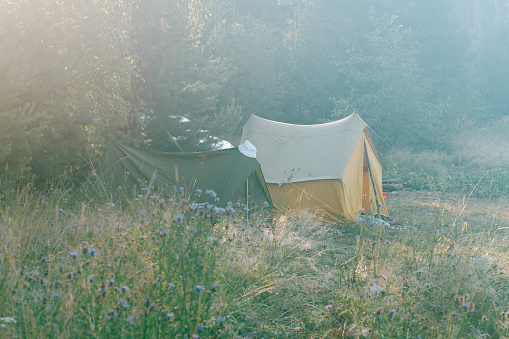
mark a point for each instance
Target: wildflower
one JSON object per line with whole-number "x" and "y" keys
{"x": 211, "y": 193}
{"x": 124, "y": 289}
{"x": 199, "y": 288}
{"x": 8, "y": 320}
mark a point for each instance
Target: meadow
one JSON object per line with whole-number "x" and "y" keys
{"x": 76, "y": 262}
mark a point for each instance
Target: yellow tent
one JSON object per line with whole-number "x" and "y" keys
{"x": 330, "y": 169}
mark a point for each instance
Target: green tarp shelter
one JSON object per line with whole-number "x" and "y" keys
{"x": 233, "y": 176}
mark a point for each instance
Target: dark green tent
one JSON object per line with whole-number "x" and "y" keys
{"x": 233, "y": 176}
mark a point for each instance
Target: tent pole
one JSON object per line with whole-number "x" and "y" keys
{"x": 372, "y": 180}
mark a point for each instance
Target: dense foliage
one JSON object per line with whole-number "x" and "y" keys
{"x": 80, "y": 74}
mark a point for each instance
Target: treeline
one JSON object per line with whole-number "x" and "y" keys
{"x": 78, "y": 74}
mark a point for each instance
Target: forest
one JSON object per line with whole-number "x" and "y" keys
{"x": 87, "y": 253}
{"x": 80, "y": 74}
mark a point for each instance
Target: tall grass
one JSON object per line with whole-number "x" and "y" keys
{"x": 73, "y": 264}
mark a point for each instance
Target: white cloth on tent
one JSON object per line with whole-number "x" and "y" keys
{"x": 248, "y": 149}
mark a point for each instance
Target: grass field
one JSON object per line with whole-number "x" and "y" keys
{"x": 147, "y": 266}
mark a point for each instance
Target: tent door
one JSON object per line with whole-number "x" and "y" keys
{"x": 369, "y": 194}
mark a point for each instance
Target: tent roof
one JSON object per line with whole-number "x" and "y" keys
{"x": 224, "y": 171}
{"x": 296, "y": 153}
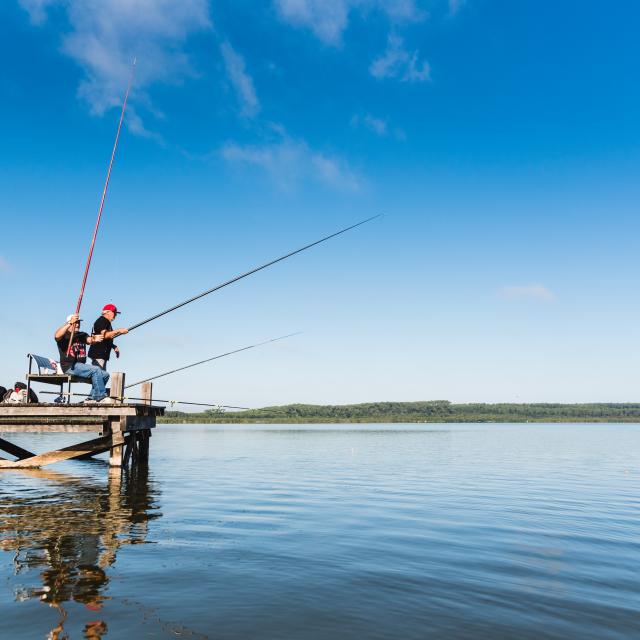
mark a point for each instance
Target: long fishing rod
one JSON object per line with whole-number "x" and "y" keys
{"x": 104, "y": 196}
{"x": 222, "y": 355}
{"x": 172, "y": 402}
{"x": 252, "y": 271}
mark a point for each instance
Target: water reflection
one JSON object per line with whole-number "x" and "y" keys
{"x": 68, "y": 529}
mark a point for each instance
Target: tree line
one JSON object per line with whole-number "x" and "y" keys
{"x": 427, "y": 411}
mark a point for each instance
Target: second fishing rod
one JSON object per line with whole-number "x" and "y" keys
{"x": 248, "y": 273}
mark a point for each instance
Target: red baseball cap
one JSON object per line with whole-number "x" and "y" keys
{"x": 111, "y": 307}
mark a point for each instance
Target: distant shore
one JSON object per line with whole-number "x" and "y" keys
{"x": 414, "y": 412}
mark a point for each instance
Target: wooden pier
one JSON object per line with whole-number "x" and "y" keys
{"x": 124, "y": 429}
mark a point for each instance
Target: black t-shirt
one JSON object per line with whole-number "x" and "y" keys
{"x": 101, "y": 350}
{"x": 78, "y": 349}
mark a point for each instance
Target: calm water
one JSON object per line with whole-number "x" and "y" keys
{"x": 428, "y": 531}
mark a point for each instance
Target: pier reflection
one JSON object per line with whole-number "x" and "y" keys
{"x": 69, "y": 529}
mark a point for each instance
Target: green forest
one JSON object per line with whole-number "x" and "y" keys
{"x": 428, "y": 411}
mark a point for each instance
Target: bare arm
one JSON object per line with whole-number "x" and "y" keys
{"x": 60, "y": 331}
{"x": 109, "y": 335}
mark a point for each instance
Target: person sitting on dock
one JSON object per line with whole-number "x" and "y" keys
{"x": 75, "y": 363}
{"x": 99, "y": 352}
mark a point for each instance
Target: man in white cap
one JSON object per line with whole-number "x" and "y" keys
{"x": 100, "y": 351}
{"x": 75, "y": 363}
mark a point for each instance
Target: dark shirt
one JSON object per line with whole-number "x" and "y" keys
{"x": 78, "y": 349}
{"x": 101, "y": 350}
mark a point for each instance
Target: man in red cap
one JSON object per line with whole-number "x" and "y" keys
{"x": 99, "y": 352}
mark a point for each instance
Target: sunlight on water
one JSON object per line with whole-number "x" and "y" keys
{"x": 429, "y": 531}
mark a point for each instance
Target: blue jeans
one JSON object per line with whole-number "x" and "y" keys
{"x": 97, "y": 375}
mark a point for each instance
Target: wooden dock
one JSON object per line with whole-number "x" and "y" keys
{"x": 123, "y": 429}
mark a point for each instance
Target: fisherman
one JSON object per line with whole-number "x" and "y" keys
{"x": 99, "y": 352}
{"x": 75, "y": 363}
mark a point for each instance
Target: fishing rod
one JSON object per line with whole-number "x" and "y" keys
{"x": 172, "y": 402}
{"x": 222, "y": 355}
{"x": 104, "y": 196}
{"x": 252, "y": 271}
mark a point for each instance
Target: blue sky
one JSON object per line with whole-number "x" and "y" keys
{"x": 500, "y": 139}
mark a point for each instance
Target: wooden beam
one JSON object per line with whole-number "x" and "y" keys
{"x": 34, "y": 410}
{"x": 15, "y": 450}
{"x": 68, "y": 453}
{"x": 146, "y": 390}
{"x": 116, "y": 385}
{"x": 45, "y": 428}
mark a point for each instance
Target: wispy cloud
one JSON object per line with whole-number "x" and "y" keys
{"x": 240, "y": 79}
{"x": 288, "y": 162}
{"x": 328, "y": 19}
{"x": 398, "y": 62}
{"x": 379, "y": 126}
{"x": 104, "y": 37}
{"x": 531, "y": 291}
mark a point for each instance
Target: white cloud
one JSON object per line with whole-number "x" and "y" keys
{"x": 377, "y": 125}
{"x": 328, "y": 19}
{"x": 397, "y": 62}
{"x": 240, "y": 79}
{"x": 104, "y": 37}
{"x": 532, "y": 291}
{"x": 289, "y": 162}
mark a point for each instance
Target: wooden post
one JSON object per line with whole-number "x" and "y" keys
{"x": 116, "y": 391}
{"x": 116, "y": 388}
{"x": 146, "y": 390}
{"x": 117, "y": 441}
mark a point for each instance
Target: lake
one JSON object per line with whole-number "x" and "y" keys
{"x": 330, "y": 531}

TASK DETAILS: State how many lines of the listing above hold the word "white", with nothing but the number.

YOUR SOLUTION: 3